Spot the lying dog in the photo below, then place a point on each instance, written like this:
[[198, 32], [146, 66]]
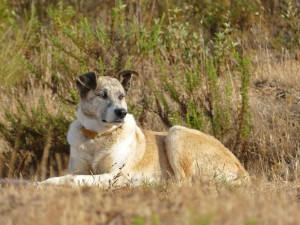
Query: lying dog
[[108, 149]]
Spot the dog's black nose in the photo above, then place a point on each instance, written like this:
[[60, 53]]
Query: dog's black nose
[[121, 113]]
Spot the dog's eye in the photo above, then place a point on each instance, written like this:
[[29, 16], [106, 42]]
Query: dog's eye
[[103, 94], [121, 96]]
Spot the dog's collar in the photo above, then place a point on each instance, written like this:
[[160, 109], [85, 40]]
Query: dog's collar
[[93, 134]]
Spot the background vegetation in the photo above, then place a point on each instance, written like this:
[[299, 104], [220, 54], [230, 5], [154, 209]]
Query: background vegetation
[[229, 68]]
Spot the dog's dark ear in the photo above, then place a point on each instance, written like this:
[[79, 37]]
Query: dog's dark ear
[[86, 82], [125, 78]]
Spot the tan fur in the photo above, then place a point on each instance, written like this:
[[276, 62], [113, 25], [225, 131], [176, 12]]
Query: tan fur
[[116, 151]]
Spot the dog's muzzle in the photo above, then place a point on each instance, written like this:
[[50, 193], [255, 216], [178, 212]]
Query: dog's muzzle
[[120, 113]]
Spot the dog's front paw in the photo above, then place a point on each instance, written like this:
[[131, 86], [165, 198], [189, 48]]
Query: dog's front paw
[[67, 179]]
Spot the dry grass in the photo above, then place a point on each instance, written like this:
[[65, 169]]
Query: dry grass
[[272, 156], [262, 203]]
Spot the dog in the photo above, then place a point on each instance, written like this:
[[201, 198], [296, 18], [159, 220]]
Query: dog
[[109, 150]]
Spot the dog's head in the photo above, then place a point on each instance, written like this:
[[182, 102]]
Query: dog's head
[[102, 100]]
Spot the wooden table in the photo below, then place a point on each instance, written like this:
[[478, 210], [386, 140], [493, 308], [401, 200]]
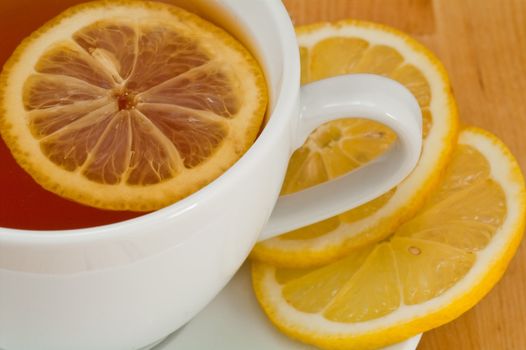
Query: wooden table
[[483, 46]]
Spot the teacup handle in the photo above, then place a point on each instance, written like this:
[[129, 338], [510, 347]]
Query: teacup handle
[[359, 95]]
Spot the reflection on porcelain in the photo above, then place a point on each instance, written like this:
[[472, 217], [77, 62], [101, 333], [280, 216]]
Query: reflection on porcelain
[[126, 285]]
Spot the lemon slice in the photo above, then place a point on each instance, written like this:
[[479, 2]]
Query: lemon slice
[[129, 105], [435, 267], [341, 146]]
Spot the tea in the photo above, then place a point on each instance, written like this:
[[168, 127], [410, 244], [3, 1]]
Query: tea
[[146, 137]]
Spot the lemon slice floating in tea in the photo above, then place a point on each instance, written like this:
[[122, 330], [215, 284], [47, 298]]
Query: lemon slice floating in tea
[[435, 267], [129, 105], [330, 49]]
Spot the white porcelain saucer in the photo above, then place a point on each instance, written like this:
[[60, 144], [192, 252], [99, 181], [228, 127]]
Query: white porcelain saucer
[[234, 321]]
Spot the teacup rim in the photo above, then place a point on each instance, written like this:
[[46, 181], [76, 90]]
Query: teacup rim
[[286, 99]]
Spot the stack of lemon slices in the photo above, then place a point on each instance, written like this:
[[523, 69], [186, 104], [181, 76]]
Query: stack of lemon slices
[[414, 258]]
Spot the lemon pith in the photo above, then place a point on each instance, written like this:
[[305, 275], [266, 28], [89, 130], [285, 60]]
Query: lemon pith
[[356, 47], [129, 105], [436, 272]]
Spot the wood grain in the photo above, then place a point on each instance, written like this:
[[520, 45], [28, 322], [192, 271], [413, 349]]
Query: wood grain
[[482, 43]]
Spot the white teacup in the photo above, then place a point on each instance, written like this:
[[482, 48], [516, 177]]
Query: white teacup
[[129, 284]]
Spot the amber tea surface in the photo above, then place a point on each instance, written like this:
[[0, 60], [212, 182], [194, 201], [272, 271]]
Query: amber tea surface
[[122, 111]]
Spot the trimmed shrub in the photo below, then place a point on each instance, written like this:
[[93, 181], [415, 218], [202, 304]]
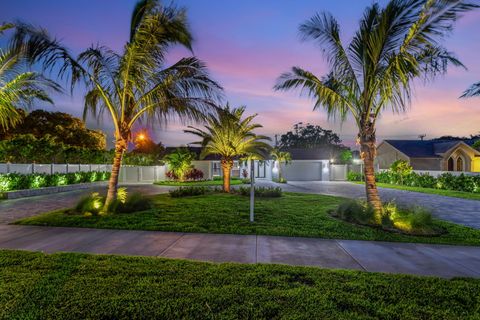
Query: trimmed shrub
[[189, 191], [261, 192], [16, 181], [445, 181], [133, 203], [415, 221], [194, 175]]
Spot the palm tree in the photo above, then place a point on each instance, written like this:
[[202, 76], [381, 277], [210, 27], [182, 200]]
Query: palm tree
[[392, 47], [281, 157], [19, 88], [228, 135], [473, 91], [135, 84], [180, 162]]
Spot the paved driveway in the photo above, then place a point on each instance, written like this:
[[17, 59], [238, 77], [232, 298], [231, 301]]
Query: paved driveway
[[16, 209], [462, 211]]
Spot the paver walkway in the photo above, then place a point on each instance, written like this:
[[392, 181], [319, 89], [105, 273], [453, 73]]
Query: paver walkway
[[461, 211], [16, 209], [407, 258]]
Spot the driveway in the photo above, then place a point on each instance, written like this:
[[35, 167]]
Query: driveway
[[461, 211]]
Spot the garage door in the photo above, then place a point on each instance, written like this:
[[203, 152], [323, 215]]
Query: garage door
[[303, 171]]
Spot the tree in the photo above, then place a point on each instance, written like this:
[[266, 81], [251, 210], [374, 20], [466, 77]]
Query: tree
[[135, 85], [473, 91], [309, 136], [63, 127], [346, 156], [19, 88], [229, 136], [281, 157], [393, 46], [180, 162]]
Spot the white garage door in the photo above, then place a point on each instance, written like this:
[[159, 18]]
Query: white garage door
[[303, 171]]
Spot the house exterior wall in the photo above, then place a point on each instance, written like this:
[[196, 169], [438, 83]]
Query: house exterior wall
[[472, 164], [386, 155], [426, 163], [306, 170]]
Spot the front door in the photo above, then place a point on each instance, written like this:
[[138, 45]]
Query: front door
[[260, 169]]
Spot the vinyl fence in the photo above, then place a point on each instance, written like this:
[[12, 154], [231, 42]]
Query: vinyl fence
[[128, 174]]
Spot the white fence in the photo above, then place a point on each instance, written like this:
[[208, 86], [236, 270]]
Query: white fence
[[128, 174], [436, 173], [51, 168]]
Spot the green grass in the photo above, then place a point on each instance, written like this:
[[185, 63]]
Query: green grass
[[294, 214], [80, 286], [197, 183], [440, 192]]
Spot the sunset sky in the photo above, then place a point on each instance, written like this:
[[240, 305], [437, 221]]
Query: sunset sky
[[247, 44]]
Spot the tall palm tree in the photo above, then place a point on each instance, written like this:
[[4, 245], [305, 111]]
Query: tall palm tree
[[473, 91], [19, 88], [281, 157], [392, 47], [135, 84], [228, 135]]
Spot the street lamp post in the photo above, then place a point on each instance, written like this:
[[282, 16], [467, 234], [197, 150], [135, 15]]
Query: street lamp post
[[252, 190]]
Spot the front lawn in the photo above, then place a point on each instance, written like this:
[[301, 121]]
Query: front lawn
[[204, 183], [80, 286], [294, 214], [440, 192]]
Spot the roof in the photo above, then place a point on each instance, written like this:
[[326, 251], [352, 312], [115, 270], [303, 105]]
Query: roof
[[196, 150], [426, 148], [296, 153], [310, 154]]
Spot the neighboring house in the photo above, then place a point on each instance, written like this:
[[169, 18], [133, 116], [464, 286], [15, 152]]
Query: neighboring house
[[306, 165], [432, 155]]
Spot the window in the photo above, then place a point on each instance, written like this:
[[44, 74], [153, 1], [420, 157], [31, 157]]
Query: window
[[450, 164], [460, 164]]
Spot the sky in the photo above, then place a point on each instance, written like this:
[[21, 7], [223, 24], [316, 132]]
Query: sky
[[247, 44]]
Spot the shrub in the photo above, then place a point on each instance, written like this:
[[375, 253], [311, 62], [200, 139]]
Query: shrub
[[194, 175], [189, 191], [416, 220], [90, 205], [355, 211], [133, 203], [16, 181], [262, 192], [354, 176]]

=-=-=-=-=

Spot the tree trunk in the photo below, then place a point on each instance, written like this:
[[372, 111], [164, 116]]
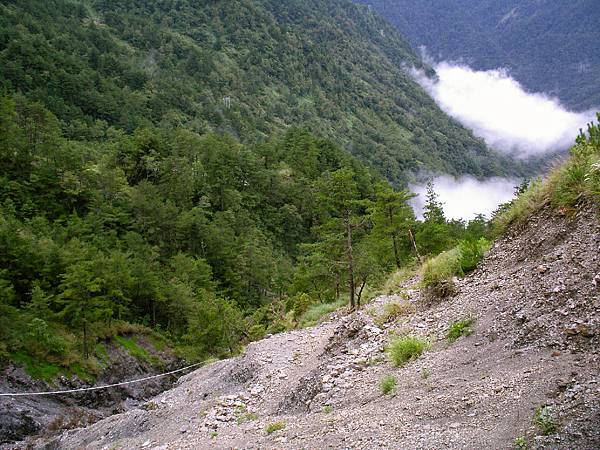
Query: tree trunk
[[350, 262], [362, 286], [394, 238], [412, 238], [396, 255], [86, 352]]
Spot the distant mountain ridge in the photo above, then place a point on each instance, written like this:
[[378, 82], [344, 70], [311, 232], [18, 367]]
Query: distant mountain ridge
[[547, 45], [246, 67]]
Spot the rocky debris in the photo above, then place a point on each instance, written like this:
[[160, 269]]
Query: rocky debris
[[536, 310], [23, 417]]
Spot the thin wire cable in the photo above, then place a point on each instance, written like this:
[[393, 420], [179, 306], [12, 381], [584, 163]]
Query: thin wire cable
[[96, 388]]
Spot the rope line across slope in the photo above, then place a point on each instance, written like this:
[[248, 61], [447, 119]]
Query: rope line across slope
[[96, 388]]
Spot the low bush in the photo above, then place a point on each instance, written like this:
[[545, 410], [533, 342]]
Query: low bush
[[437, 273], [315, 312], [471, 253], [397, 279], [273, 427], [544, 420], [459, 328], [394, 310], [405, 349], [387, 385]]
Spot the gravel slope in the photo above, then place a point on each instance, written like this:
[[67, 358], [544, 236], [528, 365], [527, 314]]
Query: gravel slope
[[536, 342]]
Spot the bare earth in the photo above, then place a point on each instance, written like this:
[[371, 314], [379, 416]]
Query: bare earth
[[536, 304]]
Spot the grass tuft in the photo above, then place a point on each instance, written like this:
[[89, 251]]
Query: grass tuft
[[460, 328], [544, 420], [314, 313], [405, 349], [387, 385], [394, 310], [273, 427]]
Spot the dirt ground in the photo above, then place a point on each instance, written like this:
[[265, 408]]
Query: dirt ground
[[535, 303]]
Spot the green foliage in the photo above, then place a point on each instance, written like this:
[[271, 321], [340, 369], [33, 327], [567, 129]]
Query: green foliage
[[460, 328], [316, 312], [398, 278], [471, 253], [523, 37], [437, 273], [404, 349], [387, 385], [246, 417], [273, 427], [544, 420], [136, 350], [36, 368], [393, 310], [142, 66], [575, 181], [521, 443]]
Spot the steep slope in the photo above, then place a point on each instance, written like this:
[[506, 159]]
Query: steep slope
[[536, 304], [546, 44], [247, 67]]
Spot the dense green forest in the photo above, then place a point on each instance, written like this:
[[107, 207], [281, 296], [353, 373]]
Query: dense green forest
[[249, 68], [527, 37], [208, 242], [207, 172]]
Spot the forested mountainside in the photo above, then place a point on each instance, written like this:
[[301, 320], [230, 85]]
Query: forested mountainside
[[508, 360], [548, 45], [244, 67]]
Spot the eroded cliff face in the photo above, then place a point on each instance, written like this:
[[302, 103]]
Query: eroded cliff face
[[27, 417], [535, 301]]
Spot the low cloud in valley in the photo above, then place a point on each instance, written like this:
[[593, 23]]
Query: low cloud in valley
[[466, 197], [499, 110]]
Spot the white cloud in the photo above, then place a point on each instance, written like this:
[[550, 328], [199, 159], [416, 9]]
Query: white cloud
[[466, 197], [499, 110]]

=-=-=-=-=

■ PROBLEM TO SOLVE
Rewrite the records from the line containing "Spot the lemon slice floating" through the line containing "[[234, 321]]", switching "porcelain" to "ceramic" and leaving everything else the same.

■ CORRECT RESULT
Spot the lemon slice floating in tea in the photo above, then place a point on each instance, written like this:
[[122, 330], [215, 284], [47, 298]]
Query: lemon slice floating in tea
[[435, 267], [129, 105], [330, 49]]
Spot the white ceramic saucer in the photo above, then place a point on each instance, written like this:
[[60, 144], [192, 252], [99, 181], [228, 127]]
Query: white ceramic saucer
[[234, 321]]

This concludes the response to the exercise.